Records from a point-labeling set
• • • • • • •

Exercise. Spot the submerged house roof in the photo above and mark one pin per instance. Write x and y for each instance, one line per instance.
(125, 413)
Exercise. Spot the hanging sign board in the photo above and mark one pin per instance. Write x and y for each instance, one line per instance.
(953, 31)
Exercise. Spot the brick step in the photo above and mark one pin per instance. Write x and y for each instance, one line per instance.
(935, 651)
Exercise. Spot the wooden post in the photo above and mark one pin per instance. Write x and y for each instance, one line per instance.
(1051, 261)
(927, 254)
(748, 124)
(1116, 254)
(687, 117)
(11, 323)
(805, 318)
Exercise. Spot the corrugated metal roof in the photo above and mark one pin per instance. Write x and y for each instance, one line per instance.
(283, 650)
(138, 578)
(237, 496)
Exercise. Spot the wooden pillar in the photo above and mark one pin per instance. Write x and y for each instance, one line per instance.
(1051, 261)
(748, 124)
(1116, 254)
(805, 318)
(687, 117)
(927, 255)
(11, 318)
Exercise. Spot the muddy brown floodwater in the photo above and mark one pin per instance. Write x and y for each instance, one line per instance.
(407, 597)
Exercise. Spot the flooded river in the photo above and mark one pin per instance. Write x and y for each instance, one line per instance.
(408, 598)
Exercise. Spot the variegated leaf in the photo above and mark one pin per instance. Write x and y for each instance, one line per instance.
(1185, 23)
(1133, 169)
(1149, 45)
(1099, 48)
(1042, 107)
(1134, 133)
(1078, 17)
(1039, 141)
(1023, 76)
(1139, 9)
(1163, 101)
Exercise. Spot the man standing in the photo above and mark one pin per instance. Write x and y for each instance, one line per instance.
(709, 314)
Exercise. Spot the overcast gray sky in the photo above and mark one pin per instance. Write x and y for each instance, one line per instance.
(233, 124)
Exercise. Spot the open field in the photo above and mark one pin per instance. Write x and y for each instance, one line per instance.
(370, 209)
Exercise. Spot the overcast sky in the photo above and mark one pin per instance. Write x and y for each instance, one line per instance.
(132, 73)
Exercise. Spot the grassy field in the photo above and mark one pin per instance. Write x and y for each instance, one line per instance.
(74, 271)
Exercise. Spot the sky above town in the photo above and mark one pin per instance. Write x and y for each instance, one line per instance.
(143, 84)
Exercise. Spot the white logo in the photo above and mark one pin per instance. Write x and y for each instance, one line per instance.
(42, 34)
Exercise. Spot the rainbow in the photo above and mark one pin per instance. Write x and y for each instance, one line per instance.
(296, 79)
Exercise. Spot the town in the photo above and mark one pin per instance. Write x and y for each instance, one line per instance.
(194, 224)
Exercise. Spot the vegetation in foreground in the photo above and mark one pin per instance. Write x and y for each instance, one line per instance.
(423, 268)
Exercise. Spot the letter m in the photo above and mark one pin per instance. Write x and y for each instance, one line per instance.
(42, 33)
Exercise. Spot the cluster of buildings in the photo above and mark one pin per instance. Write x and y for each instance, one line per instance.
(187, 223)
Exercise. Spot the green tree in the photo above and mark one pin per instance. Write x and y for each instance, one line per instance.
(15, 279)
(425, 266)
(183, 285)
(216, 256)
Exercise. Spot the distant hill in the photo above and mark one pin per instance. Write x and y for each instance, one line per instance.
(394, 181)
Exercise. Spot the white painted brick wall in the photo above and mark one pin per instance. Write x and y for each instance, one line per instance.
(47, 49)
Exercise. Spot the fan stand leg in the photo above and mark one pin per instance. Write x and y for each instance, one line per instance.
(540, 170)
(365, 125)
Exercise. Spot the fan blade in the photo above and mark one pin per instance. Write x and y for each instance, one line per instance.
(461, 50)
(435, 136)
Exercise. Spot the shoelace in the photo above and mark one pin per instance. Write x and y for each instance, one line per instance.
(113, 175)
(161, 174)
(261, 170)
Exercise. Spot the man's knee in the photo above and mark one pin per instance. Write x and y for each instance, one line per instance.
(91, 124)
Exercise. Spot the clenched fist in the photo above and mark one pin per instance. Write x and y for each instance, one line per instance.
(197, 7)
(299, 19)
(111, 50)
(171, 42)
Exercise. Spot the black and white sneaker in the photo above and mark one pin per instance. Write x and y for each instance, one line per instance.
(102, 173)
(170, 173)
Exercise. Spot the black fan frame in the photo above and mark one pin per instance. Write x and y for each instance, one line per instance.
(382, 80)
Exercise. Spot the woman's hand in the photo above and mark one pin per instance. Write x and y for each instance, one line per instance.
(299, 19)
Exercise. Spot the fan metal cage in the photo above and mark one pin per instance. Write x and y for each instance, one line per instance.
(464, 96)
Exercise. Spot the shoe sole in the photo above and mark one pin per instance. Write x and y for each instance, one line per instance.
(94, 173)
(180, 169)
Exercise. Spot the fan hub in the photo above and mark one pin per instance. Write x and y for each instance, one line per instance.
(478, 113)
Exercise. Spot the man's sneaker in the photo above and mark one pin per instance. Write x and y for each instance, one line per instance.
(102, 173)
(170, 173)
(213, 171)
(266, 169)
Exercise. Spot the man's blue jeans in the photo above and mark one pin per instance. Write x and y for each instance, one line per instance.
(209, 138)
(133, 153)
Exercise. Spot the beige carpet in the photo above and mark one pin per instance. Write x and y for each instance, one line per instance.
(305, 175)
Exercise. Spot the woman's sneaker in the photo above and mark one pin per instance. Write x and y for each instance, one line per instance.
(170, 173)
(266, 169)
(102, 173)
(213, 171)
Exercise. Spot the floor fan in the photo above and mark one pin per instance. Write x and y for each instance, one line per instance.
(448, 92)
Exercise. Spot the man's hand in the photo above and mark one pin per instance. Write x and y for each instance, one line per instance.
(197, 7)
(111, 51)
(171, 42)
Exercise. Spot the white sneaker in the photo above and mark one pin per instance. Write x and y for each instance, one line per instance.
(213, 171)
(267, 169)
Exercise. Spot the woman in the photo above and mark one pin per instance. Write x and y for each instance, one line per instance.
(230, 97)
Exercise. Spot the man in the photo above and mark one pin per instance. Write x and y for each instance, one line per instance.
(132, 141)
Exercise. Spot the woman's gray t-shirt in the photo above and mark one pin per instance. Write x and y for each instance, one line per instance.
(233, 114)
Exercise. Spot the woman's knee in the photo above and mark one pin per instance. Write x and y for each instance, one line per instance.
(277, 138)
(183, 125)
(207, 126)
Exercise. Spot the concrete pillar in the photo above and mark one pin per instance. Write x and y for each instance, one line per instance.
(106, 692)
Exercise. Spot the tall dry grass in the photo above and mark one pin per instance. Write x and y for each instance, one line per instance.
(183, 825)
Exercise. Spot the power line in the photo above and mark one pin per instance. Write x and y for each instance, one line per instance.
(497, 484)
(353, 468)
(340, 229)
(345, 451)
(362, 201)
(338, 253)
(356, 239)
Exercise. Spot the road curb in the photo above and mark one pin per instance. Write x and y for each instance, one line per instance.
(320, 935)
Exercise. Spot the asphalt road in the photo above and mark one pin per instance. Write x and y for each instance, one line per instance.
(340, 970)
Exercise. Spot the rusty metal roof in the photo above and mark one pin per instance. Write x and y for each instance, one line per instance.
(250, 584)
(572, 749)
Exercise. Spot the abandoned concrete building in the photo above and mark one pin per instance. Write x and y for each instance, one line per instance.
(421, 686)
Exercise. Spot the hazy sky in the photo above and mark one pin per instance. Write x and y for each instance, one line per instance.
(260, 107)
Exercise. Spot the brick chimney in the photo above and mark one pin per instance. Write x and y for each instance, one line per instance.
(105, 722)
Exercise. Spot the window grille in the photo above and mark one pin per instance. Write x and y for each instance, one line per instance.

• • • • • • •

What is being asked: Write out every line of the listing above word for word.

Written solution:
Exercise. Spot the submerged house roof in the photo above and mark one pin per instance. Write x and y for each instance, one line per instance.
(125, 413)
Exercise. Spot the hanging sign board in the photo above and mark one pin per instance. Write x and y for each instance, one line per instance.
(953, 31)
Exercise. Spot the brick step in the photo above and mark one pin per instance. Write x and y for each instance, one line per instance.
(935, 651)
Exercise. Spot the wooden post in the photo above and mark one pin per instance. Write x and y for each instance, one line per instance.
(1051, 261)
(927, 254)
(748, 124)
(1116, 254)
(687, 117)
(11, 323)
(805, 318)
Exercise. Spot the corrugated metal roof in the photo above and mark one pin per instance. Write x and y for each instance, one line per instance.
(283, 650)
(138, 578)
(237, 496)
Exercise. Spot the wooden pillar in the photo above and mark one pin per instance. Write x and y for each instance, one line per instance.
(1051, 261)
(748, 124)
(1116, 254)
(805, 318)
(687, 117)
(927, 255)
(11, 318)
Exercise. Spot the muddy brown floodwater in the photo above and mark one pin per instance. Write x and y for each instance, one line per instance.
(407, 597)
Exercise. Spot the flooded river in the photo above and mark one pin per instance. Write x and y for each instance, one line per instance.
(408, 598)
Exercise. Spot the variegated leaf in the photo above and mark one pin per instance. Write x and y for each instance, one line per instance.
(1185, 23)
(1133, 169)
(1149, 45)
(1099, 48)
(1042, 107)
(1134, 133)
(1078, 17)
(1039, 141)
(1023, 76)
(1139, 9)
(1163, 101)
Exercise. Spot the man standing in the photo above and mark one pin per instance. Write x and y for each instance, one line per instance.
(709, 314)
Exercise. Spot the overcast gray sky in the photo above and mark one pin per instance. Write x and y for each instance, one line per instance.
(233, 124)
Exercise. Spot the open field in the photo above and mark one pin per instance. Write x and y for each instance, one line per instance.
(370, 209)
Exercise. Spot the overcast sky in the photo above and mark one pin per instance. Write x and y for each instance, one line per instance.
(132, 73)
Exercise. Spot the grassy field in the photo above and mark one pin per instance. Write x and y for each instance, one line per instance.
(74, 271)
Exercise. Spot the sky above town in the photo above and mark one pin per instance. Write x and y for each instance, one line per instance.
(143, 84)
Exercise. Spot the white logo in the photo above and mark one pin per instance. Write x and y for each instance, one line per instance.
(42, 34)
Exercise. Spot the rainbow in the photo above and mark one pin per instance. Write x and y for each instance, one line per instance.
(296, 79)
Exercise. Spot the town in the photo above and mark one pin per instance. Write x and y for each instance, one line per instance.
(194, 224)
Exercise. Spot the vegetation in foreground in the photo above and mark one pin per instance. Write x and y for each instance, one line per instance.
(423, 268)
Exercise. Spot the letter m in the photo above and mark one pin per instance. Write x and y for each instance, one line per instance.
(42, 33)
Exercise. Spot the cluster of buildings in the photo above and mark one pin per instance. Write x and y for each instance, one line per instance.
(187, 223)
Exercise. Spot the green tree in the photo above and mark one pin per instance. Write x and y for each instance, one line per instance.
(15, 279)
(425, 266)
(183, 285)
(216, 256)
Exercise. Spot the distant hill in the photo above and mark one pin per instance. Write x and y for each instance, one line per instance.
(394, 181)
Exercise. Spot the white painted brick wall in the photo above and mark one pin per instance. Write x and y for each instance, one line per instance.
(47, 49)
Exercise. Spot the fan stand leg in the photo above and mark one pin per instance. Write x and y for each instance, one line per instance.
(540, 170)
(365, 125)
Exercise. Spot the fan blade in the photo above and mark one pin per instance. Write x and y for each instance, one line per instance.
(461, 50)
(435, 136)
Exercise. Spot the shoelace in the photo above and mark one pin per instance. Write x and y for each instance, one line per instance.
(113, 175)
(161, 174)
(261, 170)
Exercise. Spot the man's knee in the photo above and mark one pin per instance. Write x and y for each instance, one line per instance.
(91, 124)
Exercise. Spot the clenched fist in the photo above and mark one pin per instance. Write x and y for each instance, one line per instance.
(197, 7)
(299, 19)
(111, 50)
(171, 42)
Exercise. Spot the black and white sneaker in the photo above and mark one pin per instance. Write x and y for each instance, one line per instance.
(102, 173)
(170, 173)
Exercise. Spot the black fan frame in the photo above and mark one pin per instance. Write x and y for each instance, one line per instance.
(382, 80)
Exercise. Spot the woman's hand in the photo above and mark one pin per instance. Write x and y for each instance, one line per instance.
(299, 19)
Exercise. Spot the fan metal cage in the photo above and mark one pin per instance. Write x and y for each instance, one line per instance.
(464, 96)
Exercise. Spot the shoe sole in the photo above and mark one pin per instance. Write x and y for each instance, one line per instance.
(94, 173)
(180, 169)
Exercise. Spot the fan hub in the photo above and mark one pin per instance. Write x and y for each instance, one line per instance.
(478, 113)
Exercise. Spot the man's sneaker in the photo above and mark one pin per instance. Write x and y for each instance, one line per instance.
(102, 173)
(170, 173)
(213, 171)
(266, 169)
Exercise. Spot the man's blue jeans in the photo above and mark one pin per instance. Write x and y for each instance, one line per instance.
(209, 138)
(133, 153)
Exercise. Spot the beige carpet in the photo above and mark one pin per instance. Write x and y for each instance, one line per instance.
(305, 175)
Exercise. Spot the woman's sneaker in the photo above and mark one pin per instance. Write x and y for each instance, one line per instance.
(170, 173)
(266, 169)
(102, 173)
(213, 171)
Exercise. Spot the floor fan in the photo above and mark one pin per instance. Write x and y for each instance, one line per instance.
(448, 92)
Exercise. Spot the man's hand in the photo above and mark one pin per instance. Write x and y for each instance, one line per instance.
(197, 7)
(111, 51)
(171, 42)
Exercise. Spot the white sneaker in the photo above and mark one pin per instance. Write x and y for each instance, one line per instance.
(213, 171)
(267, 169)
Exercise. Spot the woman in the photo above and mark one pin per instance. Write x and y for each instance, one line per instance.
(230, 97)
Exercise. Spot the man in the photo above and mark one pin per instance. Write x and y for each instance, one line per instance.
(132, 141)
Exercise. Spot the woman's gray t-shirt in the photo above and mark one pin per instance. Write x and y for each instance, one line per instance.
(233, 114)
Exercise. Spot the woman's knee in the photo above and mark one pin per instance. Write x and y for each instance, one line per instance.
(277, 138)
(183, 125)
(207, 126)
Exercise. Spot the concrete pillar in the photo above and mark one pin per instance. Write x and y for each instance, one line per instance.
(106, 692)
Exercise. Spot the tall dry grass in the photo above and mark one pin per instance. Write x and y for each instance, one line per instance.
(183, 825)
Exercise. Spot the power line in the photo above and mark one pin per instance. Write x and y for each instance, one line per instance.
(497, 484)
(353, 468)
(340, 229)
(345, 451)
(362, 201)
(338, 253)
(356, 239)
Exercise. Spot the road curb in the photo above and mark one pin per instance. Write x and y for each instance, one line per instance.
(320, 935)
Exercise. Spot the asphalt road in the photo above and mark one pin per instance. Write x and y for each instance, one line per instance.
(340, 970)
Exercise. Spot the rusty metal roof in the photo above and mark one pin per instance. Write x and y for each instance, one line per instance.
(250, 584)
(572, 749)
Exercise. Spot the abandoned concrete building in the photo above and mark one pin per instance. Write x and y for each instance, one line per instance.
(421, 686)
Exercise. Spot the hazy sky in the photo above and mark one pin per instance. Write x and y for each instance, one line per instance.
(260, 107)
Exercise. Spot the brick chimney in the photo above and mark one pin per instance. Write x and y for each instance, one line per instance.
(105, 722)
Exercise. Spot the window grille in the photo above and mark one pin per instance. Write x and y for each instance, one line per instance.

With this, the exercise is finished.